(What you will do) Beginning with the line containing "If you could" and going on through the line containing "Target: green leaf", the lines below are to be returned exactly, pictures excluded and nothing added.

(Referring expression pointing data)
· · ·

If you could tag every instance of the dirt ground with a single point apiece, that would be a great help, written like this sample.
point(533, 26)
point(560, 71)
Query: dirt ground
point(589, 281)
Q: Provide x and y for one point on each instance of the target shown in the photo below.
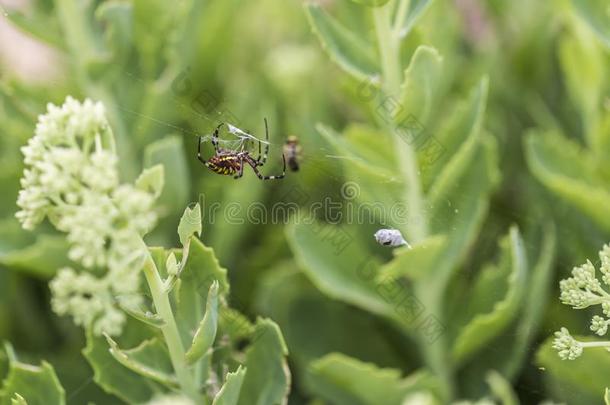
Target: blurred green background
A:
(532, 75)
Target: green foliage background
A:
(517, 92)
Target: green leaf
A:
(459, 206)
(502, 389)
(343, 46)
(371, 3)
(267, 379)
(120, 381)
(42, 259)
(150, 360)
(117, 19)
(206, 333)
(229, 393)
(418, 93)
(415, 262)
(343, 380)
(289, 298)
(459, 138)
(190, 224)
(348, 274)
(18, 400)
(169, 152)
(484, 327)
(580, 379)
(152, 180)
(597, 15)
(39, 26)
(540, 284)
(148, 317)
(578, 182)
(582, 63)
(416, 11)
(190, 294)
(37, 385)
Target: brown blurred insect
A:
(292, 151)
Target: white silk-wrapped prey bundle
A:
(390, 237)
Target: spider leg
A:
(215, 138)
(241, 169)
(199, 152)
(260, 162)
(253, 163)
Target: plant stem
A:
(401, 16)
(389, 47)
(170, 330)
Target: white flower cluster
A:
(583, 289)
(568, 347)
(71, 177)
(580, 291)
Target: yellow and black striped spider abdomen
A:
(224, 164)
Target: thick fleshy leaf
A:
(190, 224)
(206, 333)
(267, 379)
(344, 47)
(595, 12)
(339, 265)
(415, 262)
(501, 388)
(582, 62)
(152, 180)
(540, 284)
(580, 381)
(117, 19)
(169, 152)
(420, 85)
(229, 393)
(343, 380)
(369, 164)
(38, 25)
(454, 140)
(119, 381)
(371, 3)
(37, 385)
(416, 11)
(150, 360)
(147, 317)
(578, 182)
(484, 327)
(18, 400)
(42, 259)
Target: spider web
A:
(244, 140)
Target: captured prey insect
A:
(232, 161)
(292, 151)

· · ·

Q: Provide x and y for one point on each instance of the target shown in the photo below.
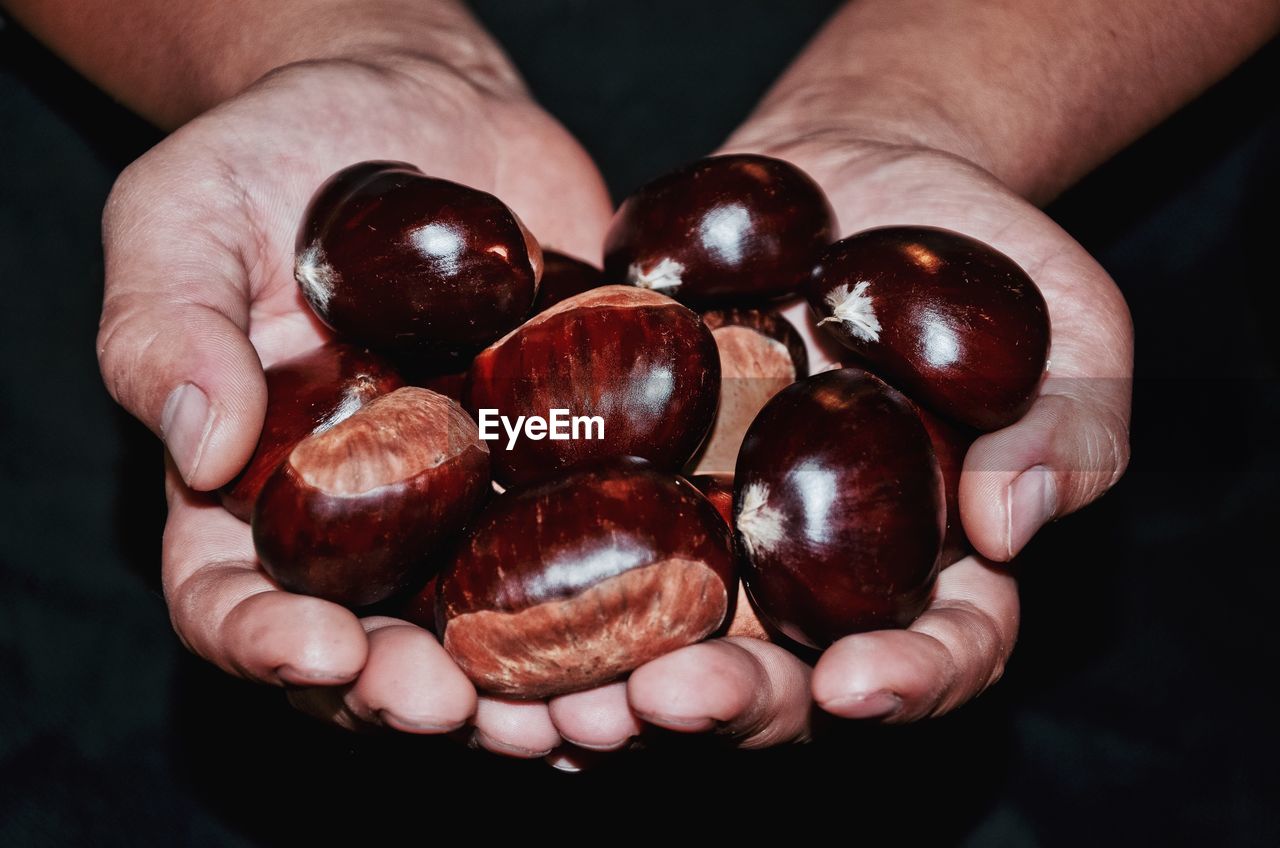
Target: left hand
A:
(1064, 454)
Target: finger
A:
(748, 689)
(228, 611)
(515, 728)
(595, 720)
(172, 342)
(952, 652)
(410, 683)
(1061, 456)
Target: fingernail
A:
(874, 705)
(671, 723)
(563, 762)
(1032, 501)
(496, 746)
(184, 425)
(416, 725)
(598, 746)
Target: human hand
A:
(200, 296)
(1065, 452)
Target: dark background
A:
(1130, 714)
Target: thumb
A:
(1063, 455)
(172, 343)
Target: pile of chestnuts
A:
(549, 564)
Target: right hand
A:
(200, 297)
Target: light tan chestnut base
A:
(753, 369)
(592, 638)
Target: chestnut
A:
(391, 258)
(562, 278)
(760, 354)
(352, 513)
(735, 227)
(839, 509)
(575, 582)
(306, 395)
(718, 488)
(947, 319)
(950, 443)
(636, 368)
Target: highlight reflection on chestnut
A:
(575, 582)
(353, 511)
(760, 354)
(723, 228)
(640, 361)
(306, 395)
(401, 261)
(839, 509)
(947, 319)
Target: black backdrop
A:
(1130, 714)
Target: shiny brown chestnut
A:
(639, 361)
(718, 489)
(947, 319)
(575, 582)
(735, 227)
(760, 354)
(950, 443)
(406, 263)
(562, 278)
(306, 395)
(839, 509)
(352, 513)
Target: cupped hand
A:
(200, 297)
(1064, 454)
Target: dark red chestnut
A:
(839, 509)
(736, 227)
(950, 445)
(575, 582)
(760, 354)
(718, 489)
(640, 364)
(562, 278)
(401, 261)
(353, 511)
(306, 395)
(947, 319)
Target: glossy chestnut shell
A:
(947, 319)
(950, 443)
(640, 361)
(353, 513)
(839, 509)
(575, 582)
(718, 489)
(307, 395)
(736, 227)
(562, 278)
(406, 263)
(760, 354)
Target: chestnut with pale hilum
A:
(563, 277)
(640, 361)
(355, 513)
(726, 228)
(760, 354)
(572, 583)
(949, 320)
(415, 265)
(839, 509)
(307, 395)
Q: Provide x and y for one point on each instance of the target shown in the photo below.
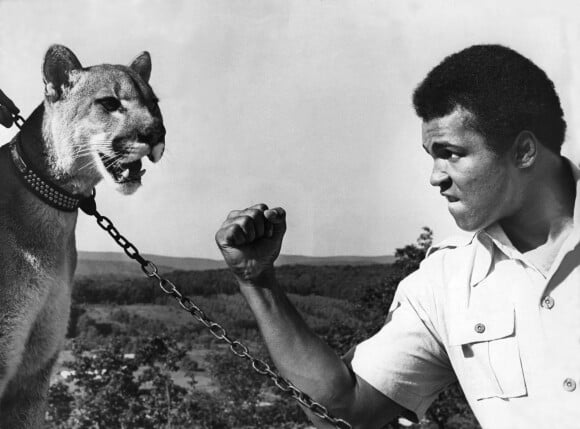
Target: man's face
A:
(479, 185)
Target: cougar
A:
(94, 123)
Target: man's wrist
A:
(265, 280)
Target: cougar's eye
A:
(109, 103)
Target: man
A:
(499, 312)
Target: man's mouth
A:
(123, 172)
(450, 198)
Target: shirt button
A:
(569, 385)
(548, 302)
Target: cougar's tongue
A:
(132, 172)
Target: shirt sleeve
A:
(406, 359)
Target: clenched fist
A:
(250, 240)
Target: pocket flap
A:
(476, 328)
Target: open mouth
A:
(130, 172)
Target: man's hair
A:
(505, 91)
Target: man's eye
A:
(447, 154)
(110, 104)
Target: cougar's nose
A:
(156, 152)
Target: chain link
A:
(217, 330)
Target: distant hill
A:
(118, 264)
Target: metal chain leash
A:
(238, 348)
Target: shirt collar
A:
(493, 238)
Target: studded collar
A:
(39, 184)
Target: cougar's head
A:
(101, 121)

· · ·

(Result for this task)
If you could tag every instance of the dirt ground with a single point apiece, that would be a great help, written like this sample.
point(533, 26)
point(560, 71)
Query: dirt ground
point(589, 281)
Q: Provide x and y for one point on each instance of the target shown in the photo below.
Target: blurred green background
A:
(532, 75)
Target: green foliage background
A:
(517, 92)
Target: green leaf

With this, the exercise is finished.